Consigne A
Recopiez, dans l'article ci-dessous sur les horaires des magasins à Fribourg, tout ce qui va de « Fribourg: Commerces agressifs » jusqu'à « ces ouvertures prolongées. ».
Consigne B
Résumez en deux phrases l'article ci-dessous sur les horaires des magasins à Fribourg.
Consigne C
Reprenez l'article ci-dessous sur les horaires des magasins à Fribourg là où il s'arrête et poursuivez-le.

Extrait cité
====
Fribourg: Commerces agressifs

La droite et la gauche libérales ont pris l’habitude de perdre les votations sur les horaires des magasins. Elles essaient de contourner la volonté populaire en multipliant les exceptions.

Le président du PLR fribourgeois l’avait annoncé au lendemain de la votation perdue : « Je pense que nous allons accentuer les efforts de dérogations ». Les demandes de prolongation pour trois samedi de décembre ont été acceptées avec empressement par les autorités communales. Et le Tribunal cantonal a écarté le recours syndical avant même de juger sur le fond. Comme en 2018, ni les dispositions légales ni la volonté populaire n’ont réussi à contenir la pression commerçante. Il faudra cette année s’organiser différemment pour empêcher ces ouvertures prolongées.

Manchedi
L’intense activité des commerces cherche à faire du dimanche un manchedi, un jour ouvrable ordinaire. Autour des marchés de Noël, et malgré un jugement restrictif du Tribunal fédéral (solidaritéS nº 358), les autorisations de travail du dimanche ont été octroyées les yeux fermés par le service de l’emploi. Le Tribunal cantonal se lance lui dans une interprétation ahurissante de la Loi sur le commerce pour favoriser l’ouverture dominicale. Les communes peuvent en effet prévoir une « ouverture exceptionnelle pour les foires, comptoirs et autres manifestations analogues ». Le Tribunal cantonal estime qu’il faut y voir la possibilité d’une « ouverture exceptionnelle des commerces à l’occasion de foires, comptoirs et autres manifestations analogues ». Une extravagance juridique entièrement au service du libéralisme.
====
Matériel d'étude
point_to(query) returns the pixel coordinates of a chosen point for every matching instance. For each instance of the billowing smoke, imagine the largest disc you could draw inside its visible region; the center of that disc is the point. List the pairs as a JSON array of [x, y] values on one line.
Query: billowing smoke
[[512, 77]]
====
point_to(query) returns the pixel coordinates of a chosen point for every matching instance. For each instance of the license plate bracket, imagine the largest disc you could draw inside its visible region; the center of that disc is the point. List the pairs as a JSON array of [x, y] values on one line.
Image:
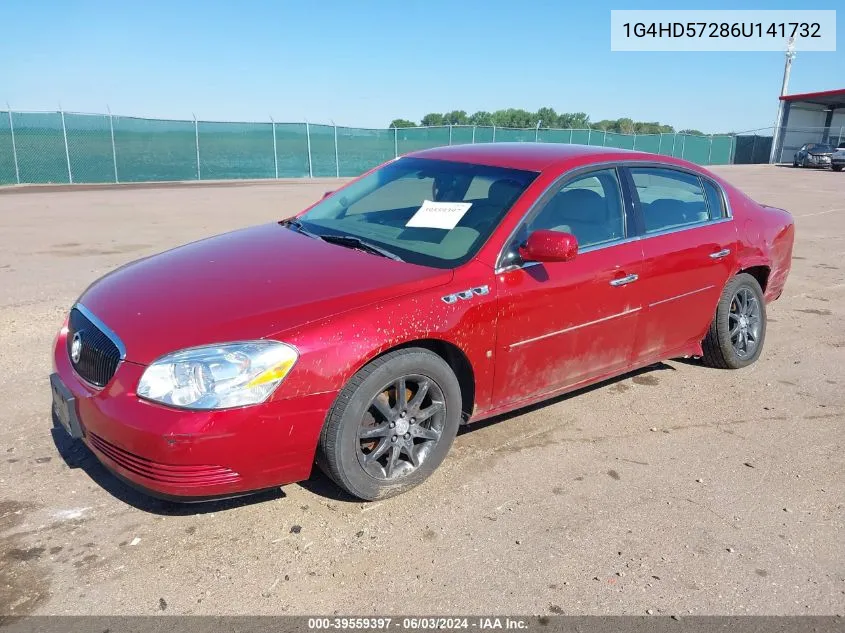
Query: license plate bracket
====
Votre réponse A
Fribourg: Commerces agressifs

La droite et la gauche libérales ont pris l’habitude de perdre les votations sur les horaires des magasins. Elles essaient de contourner la volonté populaire en multipliant les exceptions.

Le président du PLR fribourgeois l’avait annoncé au lendemain de la votation perdue : « Je pense que nous allons accentuer les efforts de dérogations ». Les demandes de prolongation pour trois samedi de décembre ont été acceptées avec empressement par les autorités communales. Et le Tribunal cantonal a écarté le recours syndical avant même de juger sur le fond. Comme en 2018, ni les dispositions légales ni la volonté populaire n’ont réussi à contenir la pression commerçante. Il faudra cette année s’organiser différemment pour empêcher ces ouvertures prolongées.

Votre réponse B
À Fribourg, la droite et la gauche libérales, qui perdent les votations sur les horaires des magasins, multiplient les dérogations : les communes ont accepté l'ouverture prolongée pour trois samedis de décembre, et le Tribunal cantonal a écarté le recours syndical. Pour le dimanche, le service de l'emploi a accordé sans examen des autorisations de travail autour des marchés de Noël, et le Tribunal cantonal interprète la Loi sur le commerce de façon à favoriser l'ouverture dominicale.

Votre réponse C
Certains magasins s’attaquent également à l’application de la loi sur le travail dans les zones touristiques. Ils recourent au service de l’avocat Claude Gremion, membre du conseil stratégique de la Chambre du commerce et de l’industrie du canton de Fribourg et spécialisé dans « le pilotage des dossiers sensibles ». Ils exigent une libéralisation de la pratique ou une révision de l’ordonnance fédérale. Une prétention terriblement arrogante dans une période où l’on ne compte plus les violations de la Loi sur le travail au détriment du personnel de vente.

Gare au souterrain
Jamais concrétisé, mais pas vraiment abandonné, un projet plane sur la bataille des horaires : l’aménagement d’un passage souterrain reliant la gare aux commerces de Fribourg Centre. Grâce à une « relation fonctionnelle avec la gare », ce serait alors toute la zone commerciale alentour qui pourrait être soumise aux horaires du domaine CFF, moyennant de nouvelles acrobaties juridiques.